• _Short problem_: Could you retype the listing below from the line with "Where can the high-rise" up to and including the line with "[[68, 145]]", without changing anything?

(Excerpts of location labeling data)
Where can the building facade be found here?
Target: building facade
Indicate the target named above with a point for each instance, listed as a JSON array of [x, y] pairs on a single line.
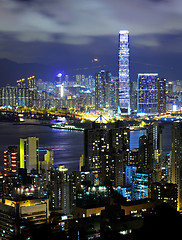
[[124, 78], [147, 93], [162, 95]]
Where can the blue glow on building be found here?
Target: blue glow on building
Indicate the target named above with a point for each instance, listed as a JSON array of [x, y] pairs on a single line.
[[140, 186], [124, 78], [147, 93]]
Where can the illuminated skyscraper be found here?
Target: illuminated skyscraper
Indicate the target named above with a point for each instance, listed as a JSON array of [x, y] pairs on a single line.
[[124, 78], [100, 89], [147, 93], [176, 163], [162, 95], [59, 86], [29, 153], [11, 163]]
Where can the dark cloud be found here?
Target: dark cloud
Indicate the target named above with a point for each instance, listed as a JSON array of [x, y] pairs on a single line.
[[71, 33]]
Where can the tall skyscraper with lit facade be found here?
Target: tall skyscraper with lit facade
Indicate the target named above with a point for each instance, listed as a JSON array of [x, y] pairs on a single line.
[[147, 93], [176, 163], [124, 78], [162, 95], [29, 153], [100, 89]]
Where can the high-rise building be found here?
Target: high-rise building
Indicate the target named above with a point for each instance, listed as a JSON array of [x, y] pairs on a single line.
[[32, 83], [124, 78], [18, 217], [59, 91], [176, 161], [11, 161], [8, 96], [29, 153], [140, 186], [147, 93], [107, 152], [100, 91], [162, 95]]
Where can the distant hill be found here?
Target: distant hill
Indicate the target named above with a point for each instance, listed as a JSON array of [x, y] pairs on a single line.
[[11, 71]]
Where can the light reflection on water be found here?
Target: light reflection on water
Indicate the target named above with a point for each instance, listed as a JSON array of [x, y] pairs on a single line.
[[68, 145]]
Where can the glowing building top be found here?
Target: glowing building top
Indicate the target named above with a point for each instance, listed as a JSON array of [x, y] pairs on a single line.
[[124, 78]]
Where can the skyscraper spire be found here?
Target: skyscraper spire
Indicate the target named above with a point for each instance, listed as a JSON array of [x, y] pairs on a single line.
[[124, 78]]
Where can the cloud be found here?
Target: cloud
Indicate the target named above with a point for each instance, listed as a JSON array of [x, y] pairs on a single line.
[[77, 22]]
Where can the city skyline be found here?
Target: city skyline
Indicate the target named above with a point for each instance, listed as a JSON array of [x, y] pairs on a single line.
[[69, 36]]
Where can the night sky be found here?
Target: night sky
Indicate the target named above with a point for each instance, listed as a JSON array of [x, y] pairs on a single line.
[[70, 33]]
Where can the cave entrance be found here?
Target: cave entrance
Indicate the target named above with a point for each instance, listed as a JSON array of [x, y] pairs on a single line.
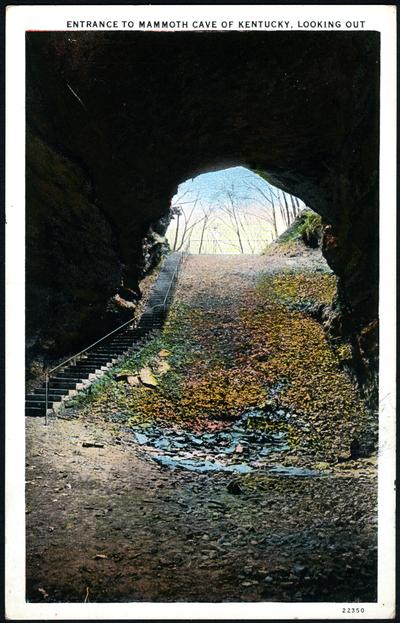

---

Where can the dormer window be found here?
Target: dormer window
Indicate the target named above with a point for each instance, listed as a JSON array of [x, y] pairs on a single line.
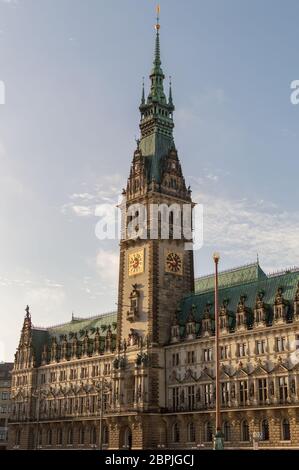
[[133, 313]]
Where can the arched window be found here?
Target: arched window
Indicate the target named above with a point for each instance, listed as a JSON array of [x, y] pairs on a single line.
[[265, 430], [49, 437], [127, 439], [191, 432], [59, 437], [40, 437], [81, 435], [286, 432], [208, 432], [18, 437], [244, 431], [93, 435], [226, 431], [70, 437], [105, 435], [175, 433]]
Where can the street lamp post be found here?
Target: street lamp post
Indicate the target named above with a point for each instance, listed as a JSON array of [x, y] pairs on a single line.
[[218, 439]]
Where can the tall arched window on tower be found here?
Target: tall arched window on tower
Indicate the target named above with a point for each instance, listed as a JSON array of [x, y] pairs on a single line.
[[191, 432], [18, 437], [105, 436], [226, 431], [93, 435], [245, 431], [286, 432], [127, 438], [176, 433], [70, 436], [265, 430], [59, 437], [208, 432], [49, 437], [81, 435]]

• _Solution to the exercise_:
Where can the high-rise building be found here?
Target: high-rise building
Indicate the target named above with a point for each instance, listed as a JSON array of [x, y] pairs on a single line.
[[32, 83], [124, 78], [18, 217], [59, 91], [176, 161], [11, 161], [8, 96], [29, 153], [140, 186], [147, 93], [107, 152], [100, 91], [162, 95]]
Where can the distant hill be found here?
Target: distant hill
Indicate the target named above with a point for each instance, listed as a JSON array of [x, y] pairs on a single line.
[[11, 71]]
Where can the light reflection on water be found here?
Target: light reflection on water
Indicate the target named above with a point for each instance, listed as a JSON array of [x, y] pairs on a single line.
[[68, 145]]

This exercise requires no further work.